Entries from a point annotation set:

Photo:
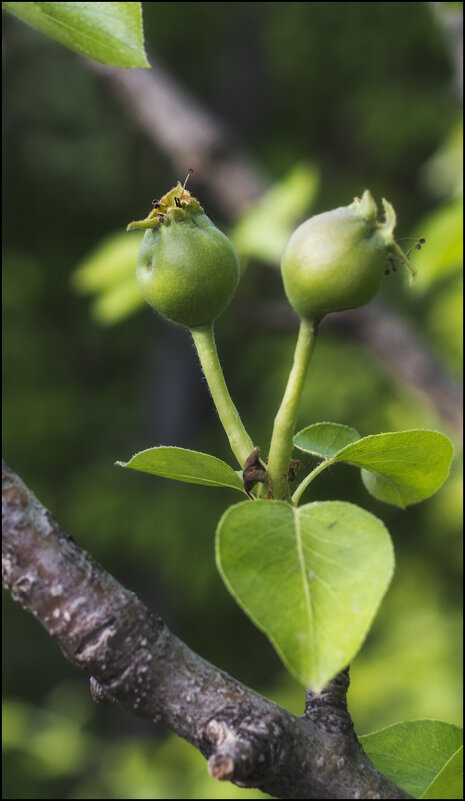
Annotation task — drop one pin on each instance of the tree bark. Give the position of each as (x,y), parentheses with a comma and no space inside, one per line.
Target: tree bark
(135,661)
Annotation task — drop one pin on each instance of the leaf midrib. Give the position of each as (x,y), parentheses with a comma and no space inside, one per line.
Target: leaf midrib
(306,588)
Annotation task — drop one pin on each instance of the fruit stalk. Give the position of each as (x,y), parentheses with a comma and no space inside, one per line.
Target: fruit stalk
(204,341)
(285,420)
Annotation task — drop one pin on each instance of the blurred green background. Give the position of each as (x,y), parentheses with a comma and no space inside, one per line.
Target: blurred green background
(325,99)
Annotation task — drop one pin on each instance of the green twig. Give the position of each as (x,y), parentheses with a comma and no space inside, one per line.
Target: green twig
(204,341)
(284,424)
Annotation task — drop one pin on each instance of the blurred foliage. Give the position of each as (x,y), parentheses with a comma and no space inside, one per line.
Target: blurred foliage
(364,94)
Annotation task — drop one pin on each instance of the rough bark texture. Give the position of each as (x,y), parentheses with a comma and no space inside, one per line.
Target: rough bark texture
(134,660)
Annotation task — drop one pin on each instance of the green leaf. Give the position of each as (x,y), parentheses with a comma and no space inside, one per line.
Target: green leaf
(107,32)
(403,467)
(184,465)
(449,782)
(325,439)
(414,752)
(311,578)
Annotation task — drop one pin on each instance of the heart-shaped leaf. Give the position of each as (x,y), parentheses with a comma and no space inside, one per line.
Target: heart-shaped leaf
(325,439)
(402,467)
(185,465)
(108,32)
(311,578)
(413,753)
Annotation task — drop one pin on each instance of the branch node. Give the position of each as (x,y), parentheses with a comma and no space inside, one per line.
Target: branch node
(221,767)
(99,694)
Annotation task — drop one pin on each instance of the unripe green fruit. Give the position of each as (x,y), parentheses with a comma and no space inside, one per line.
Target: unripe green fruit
(336,260)
(187,269)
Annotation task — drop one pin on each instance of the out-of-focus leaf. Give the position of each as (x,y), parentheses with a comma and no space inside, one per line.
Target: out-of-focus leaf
(112,261)
(311,578)
(444,170)
(414,752)
(108,32)
(109,272)
(442,253)
(449,782)
(264,228)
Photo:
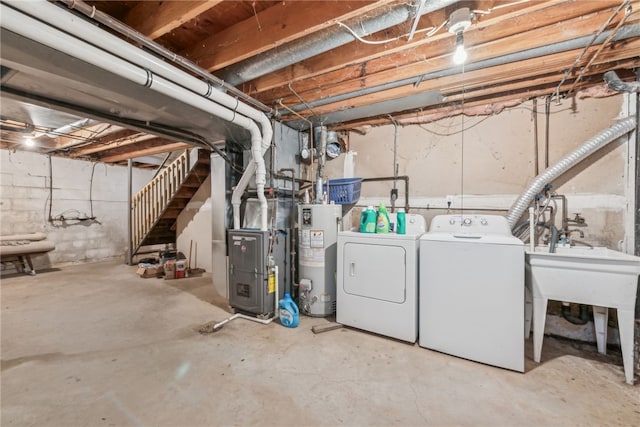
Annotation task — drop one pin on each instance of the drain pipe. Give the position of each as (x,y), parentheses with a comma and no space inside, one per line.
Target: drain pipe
(234,111)
(615,83)
(585,150)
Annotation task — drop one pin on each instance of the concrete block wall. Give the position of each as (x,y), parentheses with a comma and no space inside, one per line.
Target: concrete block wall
(24,205)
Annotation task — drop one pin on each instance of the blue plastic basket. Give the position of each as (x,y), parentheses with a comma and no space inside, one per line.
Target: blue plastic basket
(343,191)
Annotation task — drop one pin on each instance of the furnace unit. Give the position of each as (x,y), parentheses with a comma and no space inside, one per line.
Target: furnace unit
(253,254)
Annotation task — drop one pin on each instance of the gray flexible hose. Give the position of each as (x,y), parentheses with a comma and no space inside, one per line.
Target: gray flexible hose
(585,150)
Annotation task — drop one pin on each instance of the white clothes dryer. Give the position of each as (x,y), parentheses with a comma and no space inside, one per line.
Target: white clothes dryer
(472,290)
(377,281)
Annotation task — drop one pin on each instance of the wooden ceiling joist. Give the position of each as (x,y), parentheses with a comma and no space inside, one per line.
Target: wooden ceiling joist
(164,148)
(270,28)
(156,18)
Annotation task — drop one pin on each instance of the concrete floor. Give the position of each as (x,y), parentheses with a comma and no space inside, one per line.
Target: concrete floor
(95,345)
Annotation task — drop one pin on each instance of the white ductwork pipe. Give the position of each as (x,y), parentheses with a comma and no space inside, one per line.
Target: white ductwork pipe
(585,150)
(175,84)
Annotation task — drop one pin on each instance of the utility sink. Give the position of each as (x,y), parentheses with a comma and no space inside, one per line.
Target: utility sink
(596,276)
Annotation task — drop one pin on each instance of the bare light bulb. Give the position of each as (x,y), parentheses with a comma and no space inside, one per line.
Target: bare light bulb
(460,54)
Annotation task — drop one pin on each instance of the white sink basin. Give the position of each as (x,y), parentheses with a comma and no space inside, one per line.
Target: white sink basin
(598,276)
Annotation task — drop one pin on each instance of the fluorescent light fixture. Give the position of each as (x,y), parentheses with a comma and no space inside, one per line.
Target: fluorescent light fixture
(459,21)
(460,54)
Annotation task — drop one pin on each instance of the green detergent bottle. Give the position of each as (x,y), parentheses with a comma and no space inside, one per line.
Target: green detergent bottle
(382,221)
(368,220)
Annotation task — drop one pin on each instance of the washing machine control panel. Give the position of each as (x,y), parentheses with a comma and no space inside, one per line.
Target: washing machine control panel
(485,224)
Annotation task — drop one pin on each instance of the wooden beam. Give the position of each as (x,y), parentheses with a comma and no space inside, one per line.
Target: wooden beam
(156,18)
(485,83)
(279,24)
(109,144)
(76,137)
(441,60)
(489,27)
(145,152)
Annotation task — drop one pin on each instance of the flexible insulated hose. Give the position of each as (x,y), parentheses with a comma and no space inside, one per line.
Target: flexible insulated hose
(585,150)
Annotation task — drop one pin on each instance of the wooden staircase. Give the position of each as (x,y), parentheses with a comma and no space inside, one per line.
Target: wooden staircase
(155,209)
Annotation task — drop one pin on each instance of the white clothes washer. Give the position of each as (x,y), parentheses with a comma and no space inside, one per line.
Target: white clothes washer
(472,290)
(377,281)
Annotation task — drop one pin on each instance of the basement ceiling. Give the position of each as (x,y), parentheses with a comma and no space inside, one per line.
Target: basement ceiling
(346,64)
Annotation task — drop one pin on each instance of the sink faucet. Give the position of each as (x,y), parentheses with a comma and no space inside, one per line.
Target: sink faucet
(576,230)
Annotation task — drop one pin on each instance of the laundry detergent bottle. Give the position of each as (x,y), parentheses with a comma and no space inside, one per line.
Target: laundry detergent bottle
(289,314)
(382,220)
(401,219)
(368,220)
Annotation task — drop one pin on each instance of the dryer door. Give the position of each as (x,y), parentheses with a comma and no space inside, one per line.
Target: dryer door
(364,277)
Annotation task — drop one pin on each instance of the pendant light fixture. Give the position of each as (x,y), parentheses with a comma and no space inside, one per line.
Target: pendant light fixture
(459,21)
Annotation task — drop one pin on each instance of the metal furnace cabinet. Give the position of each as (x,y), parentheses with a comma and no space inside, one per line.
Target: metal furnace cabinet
(252,254)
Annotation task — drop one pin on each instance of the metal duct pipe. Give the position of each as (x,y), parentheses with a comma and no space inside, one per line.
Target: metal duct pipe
(66,21)
(585,150)
(623,33)
(63,130)
(315,44)
(137,37)
(615,83)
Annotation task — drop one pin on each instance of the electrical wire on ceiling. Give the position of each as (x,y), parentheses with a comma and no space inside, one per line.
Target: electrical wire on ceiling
(584,69)
(499,6)
(567,73)
(456,132)
(429,30)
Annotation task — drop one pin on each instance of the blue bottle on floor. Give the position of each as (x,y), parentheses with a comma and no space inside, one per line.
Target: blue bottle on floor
(289,314)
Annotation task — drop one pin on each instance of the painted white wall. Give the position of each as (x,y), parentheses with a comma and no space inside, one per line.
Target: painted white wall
(492,161)
(24,205)
(194,228)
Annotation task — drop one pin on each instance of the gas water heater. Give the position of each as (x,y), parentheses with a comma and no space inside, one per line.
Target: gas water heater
(317,251)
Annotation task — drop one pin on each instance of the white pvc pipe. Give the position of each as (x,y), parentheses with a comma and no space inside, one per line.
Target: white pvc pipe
(70,23)
(532,229)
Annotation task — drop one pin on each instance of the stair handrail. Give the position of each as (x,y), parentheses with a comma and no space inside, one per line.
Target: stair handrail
(152,200)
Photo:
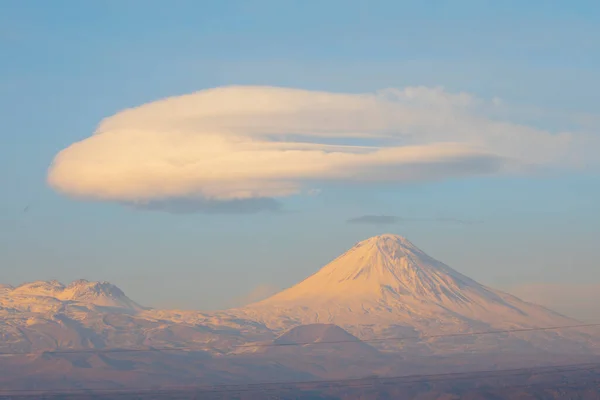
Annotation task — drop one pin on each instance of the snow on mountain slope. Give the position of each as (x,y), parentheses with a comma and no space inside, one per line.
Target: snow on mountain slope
(382,287)
(101,294)
(387,281)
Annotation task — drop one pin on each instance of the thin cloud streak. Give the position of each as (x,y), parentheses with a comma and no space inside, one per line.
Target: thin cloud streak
(392,219)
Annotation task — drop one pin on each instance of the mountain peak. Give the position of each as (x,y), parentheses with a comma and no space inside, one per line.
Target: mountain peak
(378,269)
(393,245)
(95,293)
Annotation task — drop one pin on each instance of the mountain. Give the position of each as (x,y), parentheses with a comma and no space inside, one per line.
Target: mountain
(384,307)
(382,287)
(386,285)
(101,294)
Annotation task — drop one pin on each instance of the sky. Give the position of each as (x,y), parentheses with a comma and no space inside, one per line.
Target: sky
(470,127)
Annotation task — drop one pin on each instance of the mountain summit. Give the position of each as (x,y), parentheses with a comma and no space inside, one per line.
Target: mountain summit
(383,266)
(102,294)
(386,280)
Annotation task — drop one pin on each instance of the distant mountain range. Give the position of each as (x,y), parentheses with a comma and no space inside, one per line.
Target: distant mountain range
(382,288)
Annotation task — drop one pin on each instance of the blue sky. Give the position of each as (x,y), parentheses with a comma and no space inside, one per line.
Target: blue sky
(68,64)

▶ _Given request_: Every line from the one containing "the mountain summit." through the last line must be copied exactly; leave out the rest.

▶ _Written reply_:
Annotation task — drop one pin on each instance of the mountain summit. Give the position of each as (x,y), parentheses with a comma and no space inside, one per line.
Target: mountain summit
(383,266)
(102,294)
(386,280)
Annotation task — drop one pin on each instance of the distant mountain range. Give the position of each as (x,y), parentheses with a comma and no space inside, one per line.
Target: distant mountain range
(382,288)
Annotation task — drop one pin on each instance of the blue sky. Give the position of each as (x,y), parentheses with a comma and no space inside, one per line.
Target: blue sky
(68,64)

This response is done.